-- Trecho do texto --
■ ■ ■ ■ ■ ■ ■
Resumo:
Esta Seção Especial, composta por cinco artigos, é uma pequena amostra das reflexões que tiveram lugar no Seminário Internacional Fazendo Gênero 13, realizado em Florianópolis, em 2024, edição comemorativa dos 30 anos do evento e que agora buscamos disseminar com o compromisso ético e político de pensar e agir em direção a outro mundo. O elo em comum dos artigos aqui reunidos é emblemático das históricas lutas feministas latino-americanas, sobretudo no Brasil: as persistentes violências de que são alvos as mulheres, cis e trans, as meninas e as pessoas dissidentes de gênero em suas diferentes dimensões e as formas de resistência.
Palavras-chave:
Fazendo Gênero 13; violências; gênero; justiça; resistências
Abstract:
This Special Section, composed of five articles, is a small sample of the reflections that took place at the International Seminar "Fazendo Gender 13," held in Florianópolis in 2024, a commemorative edition of the event's 30th anniversary. We now seek to disseminate this with the ethical and political commitment to thinking and acting toward a different world. The common thread of the articles gathered here is emblematic of the historic Latin American feminist struggles, especially in Brazil: the persistent violence suffered by cis and trans women, girls, and gender-dissident people in their different dimensions, and the forms of resistance.
Keywords:
Fazendo Gênero 13; Violence; Gender; Justice; Resistance
Resumen:
Esta Sección Especial, compuesta por cinco artículos, es una pequeña muestra de las reflexiones del Seminario Internacional "Fazendo Gênero 13", celebrado en Florianópolis en 2024, una edición conmemorativa del 30.º aniversario del evento. Buscamos difundirla con el compromiso ético y político de pensar y actuar por un mundo diferente. El hilo conductor de los artículos aquí reunidos es emblemático de las luchas feministas históricas latinoamericanas, especialmente en Brasil: la violencia persistente que sufren las mujeres, niñas y personas disidentes de género cis y trans en sus diferentes dimensiones, y las formas de resistencia.
Palabras clave:
violencia; género; justicia; resistencia
Após os tempos virtuais pandêmicos, o Fazendo Gênero 13 (FG13) reuniu mais de cinco mil pessoas nos seus seis dias de evento, no inverno chuvoso catarinense de 2024. Sob a insígnia “Contra o fim do mundo - antifascismo, anticolonialismo e justiça climática”, pesquisadoras, ativistas e artistas dos mais diferentes cantos do Brasil e do mundo produziram conhecimento, partilharam vivências e construíram redes para mudar o rumo do mundo.
■ ■ ■ ■ ■ ■ ■
-- Seção de dados --
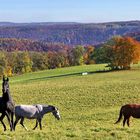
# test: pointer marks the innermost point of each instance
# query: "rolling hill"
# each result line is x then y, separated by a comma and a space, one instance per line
68, 33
■ ■ ■ ■ ■ ■ ■
-- Descrição do exercício --
Retome, por favor, o texto acima sobre o seminário Fazendo Gênero 13 logo após a última frase e dê continuidade a ele.

-- Resposta do exercício --
Ao longo desses dias, O FG13 reafirmou sua importância como um dos maiores espaços de produção, circulação e resistência de saberes feministas na América Latina, convidando à reflexão sobre os modos de vida possíveis diante do colapso social, ambiental e político que marca nosso tempo. Esta Seção Especial, composta por cinco artigos, é uma pequena amostra das reflexões que lá tiveram lugar e que agora buscamos disseminar com o compromisso ético e político de pensar e agir em direção a outro mundo. O elo em comum dos artigos aqui reunidos é emblemático das históricas lutas feministas latino-americanas, sobretudo no Brasil: as persistentes violências de que são alvos as mulheres, cis e trans, as meninas e as pessoas dissidentes de gênero em suas diferentes dimensões e as formas de resistência.
E não poderia deixar de ser este o foco desta seção em sua dupla vocação de compartilhar um pouco do conhecimento que vem sendo produzido sobre o tema e que teve espaço no FG13, bem como celebrar o marco histórico dos trinta anos de existência do Seminário. O enfrentamento das violências de gênero pode ser considerado um dos maiores patrimônios políticos das lutas feministas, que tem angariado conquistas e, infelizmente, amargado alguns retrocessos nos mais de cinquenta anos de ininterruptas mobilizações na região. Tão bem-sucedido e disseminado no tecido social que tem sido capturado como moeda política e seus sentidos disputados em contextos permeados por ideologias familistas (Alinne Bonetti, 2021); um possível caminho a ser explorado para compreender a complexidade das persistências deste fenômeno.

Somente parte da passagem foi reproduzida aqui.